Dataset records
────

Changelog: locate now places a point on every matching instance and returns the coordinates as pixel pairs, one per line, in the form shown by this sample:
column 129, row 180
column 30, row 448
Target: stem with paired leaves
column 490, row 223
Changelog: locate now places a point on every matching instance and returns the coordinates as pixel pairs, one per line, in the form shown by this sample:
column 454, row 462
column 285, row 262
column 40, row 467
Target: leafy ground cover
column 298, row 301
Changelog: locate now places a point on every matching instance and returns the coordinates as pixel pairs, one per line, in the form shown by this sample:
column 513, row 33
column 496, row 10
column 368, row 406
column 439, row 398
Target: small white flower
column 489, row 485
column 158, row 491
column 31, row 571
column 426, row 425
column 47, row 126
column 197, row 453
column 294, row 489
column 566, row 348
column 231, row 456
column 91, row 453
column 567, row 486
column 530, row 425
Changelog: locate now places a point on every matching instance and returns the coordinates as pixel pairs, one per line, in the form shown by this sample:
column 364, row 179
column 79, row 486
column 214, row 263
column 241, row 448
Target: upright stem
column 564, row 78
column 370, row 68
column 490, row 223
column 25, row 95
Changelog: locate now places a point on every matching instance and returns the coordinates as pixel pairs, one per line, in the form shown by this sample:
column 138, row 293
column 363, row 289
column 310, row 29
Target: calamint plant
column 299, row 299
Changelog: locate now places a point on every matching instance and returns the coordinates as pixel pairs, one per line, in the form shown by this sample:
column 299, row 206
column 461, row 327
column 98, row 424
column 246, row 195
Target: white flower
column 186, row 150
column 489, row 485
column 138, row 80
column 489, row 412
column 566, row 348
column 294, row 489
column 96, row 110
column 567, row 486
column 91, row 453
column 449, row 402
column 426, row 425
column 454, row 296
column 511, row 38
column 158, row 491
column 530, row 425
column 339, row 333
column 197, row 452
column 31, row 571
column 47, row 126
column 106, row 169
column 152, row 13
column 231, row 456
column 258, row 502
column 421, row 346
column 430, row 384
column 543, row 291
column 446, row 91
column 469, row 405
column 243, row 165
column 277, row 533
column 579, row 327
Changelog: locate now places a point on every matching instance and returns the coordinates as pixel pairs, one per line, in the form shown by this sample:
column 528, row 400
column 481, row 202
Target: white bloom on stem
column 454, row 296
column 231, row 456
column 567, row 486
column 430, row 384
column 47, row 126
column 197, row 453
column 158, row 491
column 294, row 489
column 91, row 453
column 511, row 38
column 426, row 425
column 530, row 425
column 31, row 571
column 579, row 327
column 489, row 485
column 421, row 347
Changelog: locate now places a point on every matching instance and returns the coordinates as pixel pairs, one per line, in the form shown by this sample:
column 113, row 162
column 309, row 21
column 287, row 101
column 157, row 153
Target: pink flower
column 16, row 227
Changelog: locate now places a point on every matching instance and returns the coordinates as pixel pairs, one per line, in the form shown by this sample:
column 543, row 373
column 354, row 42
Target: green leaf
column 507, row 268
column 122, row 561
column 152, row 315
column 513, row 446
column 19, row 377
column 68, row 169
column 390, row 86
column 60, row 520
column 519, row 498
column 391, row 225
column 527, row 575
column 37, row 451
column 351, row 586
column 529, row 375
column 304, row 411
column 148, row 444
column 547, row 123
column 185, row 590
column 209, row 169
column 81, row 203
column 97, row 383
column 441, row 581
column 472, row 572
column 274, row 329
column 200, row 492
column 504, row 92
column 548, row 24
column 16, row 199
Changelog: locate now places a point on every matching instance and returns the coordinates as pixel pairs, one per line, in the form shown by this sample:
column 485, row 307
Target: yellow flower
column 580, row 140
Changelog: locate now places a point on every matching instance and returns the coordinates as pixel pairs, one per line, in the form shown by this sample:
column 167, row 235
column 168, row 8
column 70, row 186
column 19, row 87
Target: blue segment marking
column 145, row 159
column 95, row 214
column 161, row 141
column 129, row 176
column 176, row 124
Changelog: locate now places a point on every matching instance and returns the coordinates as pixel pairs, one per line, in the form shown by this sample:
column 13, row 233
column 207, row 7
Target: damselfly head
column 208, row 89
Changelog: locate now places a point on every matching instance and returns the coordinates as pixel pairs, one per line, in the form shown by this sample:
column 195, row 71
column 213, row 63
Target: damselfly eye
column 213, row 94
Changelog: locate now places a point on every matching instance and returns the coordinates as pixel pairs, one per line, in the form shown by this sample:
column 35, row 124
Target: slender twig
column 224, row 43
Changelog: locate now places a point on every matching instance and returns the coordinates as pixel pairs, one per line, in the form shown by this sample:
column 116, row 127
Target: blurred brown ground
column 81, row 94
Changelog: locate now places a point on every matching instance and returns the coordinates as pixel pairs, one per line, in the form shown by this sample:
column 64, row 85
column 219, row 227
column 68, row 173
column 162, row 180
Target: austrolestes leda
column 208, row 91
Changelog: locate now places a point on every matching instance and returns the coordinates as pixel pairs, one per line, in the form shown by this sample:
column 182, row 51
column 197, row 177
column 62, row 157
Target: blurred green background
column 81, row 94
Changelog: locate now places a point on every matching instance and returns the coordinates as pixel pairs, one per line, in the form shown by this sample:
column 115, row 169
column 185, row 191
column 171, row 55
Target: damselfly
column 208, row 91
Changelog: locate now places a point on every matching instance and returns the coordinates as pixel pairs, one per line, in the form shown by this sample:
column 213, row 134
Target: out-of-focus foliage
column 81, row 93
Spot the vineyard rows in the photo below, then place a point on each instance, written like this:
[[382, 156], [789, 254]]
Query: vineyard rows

────

THE PROBLEM → The answer is the records above restated word for word from their opening line through the line that holds "column 513, row 33", both included, and nothing else.

TASK RESPONSE →
Changelog: locate now places a point on every matching instance and returns the coordinates as pixel pairs, one per line, in the form shown by this sample:
column 129, row 180
column 30, row 448
Target: stem with paired leaves
column 490, row 223
Changelog: locate now places a point on every matching instance and returns the coordinates as pixel pairs, one per line, in the form shown by this sample:
column 454, row 462
column 285, row 262
column 40, row 467
Target: leafy ground cover
column 298, row 301
Changelog: locate now places a point on every matching instance and returns the coordinates as pixel pairs, one per line, in the form shown by this sample:
column 513, row 33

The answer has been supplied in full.